(Natural language region descriptions)
——————————
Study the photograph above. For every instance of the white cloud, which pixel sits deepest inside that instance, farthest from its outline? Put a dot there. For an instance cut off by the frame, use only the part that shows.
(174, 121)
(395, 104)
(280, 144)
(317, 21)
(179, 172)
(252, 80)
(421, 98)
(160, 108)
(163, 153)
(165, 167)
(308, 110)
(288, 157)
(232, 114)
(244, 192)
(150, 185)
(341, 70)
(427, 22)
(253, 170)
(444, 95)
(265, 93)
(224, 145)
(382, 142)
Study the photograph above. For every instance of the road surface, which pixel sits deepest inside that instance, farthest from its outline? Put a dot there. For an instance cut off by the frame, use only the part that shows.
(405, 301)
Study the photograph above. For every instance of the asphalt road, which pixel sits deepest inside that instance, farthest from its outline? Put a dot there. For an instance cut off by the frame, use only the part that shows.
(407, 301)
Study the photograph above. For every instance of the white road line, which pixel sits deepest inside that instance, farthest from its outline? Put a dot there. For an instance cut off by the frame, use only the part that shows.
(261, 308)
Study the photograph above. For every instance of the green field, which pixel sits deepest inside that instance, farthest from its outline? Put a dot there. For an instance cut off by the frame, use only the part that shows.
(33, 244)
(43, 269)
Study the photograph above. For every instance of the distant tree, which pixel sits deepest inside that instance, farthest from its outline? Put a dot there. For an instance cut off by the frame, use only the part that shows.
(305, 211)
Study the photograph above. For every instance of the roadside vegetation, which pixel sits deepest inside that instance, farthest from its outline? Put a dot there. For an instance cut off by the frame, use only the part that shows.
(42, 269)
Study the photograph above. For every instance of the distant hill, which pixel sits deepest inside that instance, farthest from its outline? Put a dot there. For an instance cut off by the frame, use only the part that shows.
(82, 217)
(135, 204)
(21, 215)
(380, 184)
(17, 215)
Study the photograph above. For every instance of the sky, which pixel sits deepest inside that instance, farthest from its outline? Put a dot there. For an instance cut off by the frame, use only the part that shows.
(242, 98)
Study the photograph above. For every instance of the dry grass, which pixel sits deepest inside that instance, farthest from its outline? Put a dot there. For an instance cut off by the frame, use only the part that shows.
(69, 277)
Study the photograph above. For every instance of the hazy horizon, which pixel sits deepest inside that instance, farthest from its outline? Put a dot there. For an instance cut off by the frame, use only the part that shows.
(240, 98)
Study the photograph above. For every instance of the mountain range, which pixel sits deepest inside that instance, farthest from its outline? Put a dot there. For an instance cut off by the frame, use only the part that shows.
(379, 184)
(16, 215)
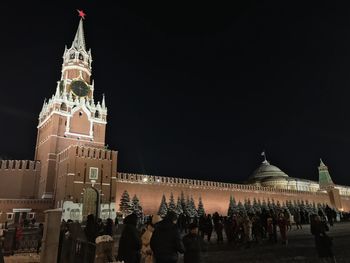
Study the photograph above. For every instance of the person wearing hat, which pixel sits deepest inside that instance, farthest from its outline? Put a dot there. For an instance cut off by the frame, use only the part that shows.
(166, 242)
(146, 251)
(194, 245)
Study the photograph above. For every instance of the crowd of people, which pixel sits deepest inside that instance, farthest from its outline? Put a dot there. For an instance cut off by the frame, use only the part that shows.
(162, 240)
(156, 239)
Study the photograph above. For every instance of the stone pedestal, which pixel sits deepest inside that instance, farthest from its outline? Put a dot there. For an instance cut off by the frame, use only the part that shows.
(51, 235)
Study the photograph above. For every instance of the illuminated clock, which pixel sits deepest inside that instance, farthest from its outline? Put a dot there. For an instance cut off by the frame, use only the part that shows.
(61, 86)
(79, 88)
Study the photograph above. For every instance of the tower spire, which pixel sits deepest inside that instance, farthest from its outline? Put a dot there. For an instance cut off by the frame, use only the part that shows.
(79, 39)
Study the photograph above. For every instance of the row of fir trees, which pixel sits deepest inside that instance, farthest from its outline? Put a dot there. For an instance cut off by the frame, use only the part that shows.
(256, 206)
(182, 206)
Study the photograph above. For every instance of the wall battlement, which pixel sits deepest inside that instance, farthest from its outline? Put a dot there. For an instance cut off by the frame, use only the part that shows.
(14, 165)
(86, 152)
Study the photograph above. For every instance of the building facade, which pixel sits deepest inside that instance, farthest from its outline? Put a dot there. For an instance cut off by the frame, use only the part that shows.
(74, 170)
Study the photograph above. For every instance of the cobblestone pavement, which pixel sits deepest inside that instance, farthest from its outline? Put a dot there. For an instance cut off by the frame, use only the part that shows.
——————————
### Task prompt
Can the entries above be repeated exactly, without their pictures?

### Solution
Study the photograph above. For every instance of the white cloud, which pixel sits deepest inside that instance, farthest from its outline? Put a dot there. For an instance cut off by the frame, use only the part that shows.
(174, 121)
(395, 104)
(280, 144)
(317, 21)
(179, 172)
(252, 80)
(421, 98)
(160, 108)
(163, 153)
(165, 167)
(308, 110)
(288, 157)
(232, 114)
(244, 192)
(150, 185)
(341, 70)
(427, 22)
(253, 170)
(444, 95)
(265, 93)
(224, 145)
(382, 142)
Study the photograph above. For every instance of the road surface, which pixel sits deepest inside that instance, farthest from its outline? Put a dot there. For an instance cut off by the frame, use only the part that shows.
(405, 301)
Study the photograph above. For every instance of the asphalt road, which pixel sits deepest inside that instance, farthest from its outline? Put a dot there. For an instance cut off by the frame, use only the part that shows.
(407, 301)
Study the photograph above. For every instance of the white road line, which pixel sits deepest inside that instance, farthest from its outline? Put a dot there. For an instance cut off by the frame, use only the part that shows.
(261, 308)
Study the photograph above. For every instance of the green field, which pixel sits deepest inside that instance, farthest from its outline? Put a dot there. For an instance cut off by the frame, use only the part that shows.
(33, 244)
(43, 269)
Study the photograph above. For every instance of the distant tree, which pixel sits deepest inside that instance, farthest from its outline? Put a dot there. For an instance cut off by the frame, use only the part that shows.
(305, 211)
Study the photograph above. For every instance of the roadside vegetation, which pixel sits deepest inside that instance, farthest from its outline? Put a dot there. For an instance cut off by the frame, use only the part that shows.
(42, 269)
Study the photograph above. For every instance of the distant hill, which pixel sits deepest inside that instance, farthest from its outline? Put a dot there. For an instance cut off by the frame, use only the part that shows.
(82, 217)
(135, 204)
(21, 215)
(380, 184)
(17, 215)
Study the photograph above. For every instance of the sky, which pixel sits deepest inside that instance, farthest from its outline? Put a dot there. For an instance cut off by the frame, use only the part that shows.
(242, 98)
Study the photograph above. For every instance of the dry grass, which pixel sits deepest inside that instance, farthest from its outline? Put a dot there. For an instance cut off by the frame, use only the part that shows.
(69, 277)
Study the photograph above. For every instance of the hazy horizon, which pixel sits deepest inside that instance, farthest from its outline? Put a dot there. For an instance cut off by the frame, use only the part that shows.
(240, 98)
Study the photograph above. For every instance of the mountain range, which pixel sits deepest inside that instance, farthest from its outline? Put a dot there. For an instance cut off by the frame, use only the part that shows.
(379, 184)
(16, 215)
Study the photograph above. For every instance of the person wearing hat, which pixel sits deepest inside that instance, farthest from its outline? Put a dot there. For an instance cut off by the frame, use only the part that shows.
(166, 242)
(146, 251)
(194, 245)
Study the photograph above. For every instance of the crowd of people, which pixel sits deepest inside that instance, farthest from its outline? Put a dot there. For an instance cut off by the frame, use only the part that shows.
(162, 240)
(156, 239)
Study the photograph above. For every instance of the stone pedestal, which pixel sits deepest inside that instance, farthest from its outline? Put a dot there. For an instance cut off by the frame, use only the part that shows.
(51, 235)
Study the photograph above. For every instance of the illuminated clock, which pixel sits deepest inside that instance, farthest from its outline? Put a dot there. For an instance cut off by the frame, use only the part that shows.
(61, 86)
(79, 88)
Study the photograph above. For every instance of the tower spire, which pixel sits deepest inside that instance, farthest from its outline? Put a dot there. For an instance cut off by the frame, use only the part that shows.
(79, 39)
Study the photograph above. For every instance of the row of fir trees, which pixel sits deepest inside that instance, farthest from its outline? Put a dot there. For an instance cut off by the frame, use only the part that shows.
(256, 206)
(182, 206)
Study the photograph above. For every instance of the wall battlement, which pixel sits deepest inside that instance, farthest from its outline? Put a dot there. For an instance cut off by the frame, use only the part that shows.
(14, 165)
(86, 152)
Study the photograph above. For every instance of the building facade, which pixel sits deepest inside that instance, farthest from its outline? Put a dot there. For an instance cut off by the frame, use only the part that shows.
(74, 170)
Study the photograph above. For every instance of the cobblestone pavement, which pixel sits deepest inside that instance, farthest from its outline? Put a dot there. For an instance cut off by the frame, use only the part that shows.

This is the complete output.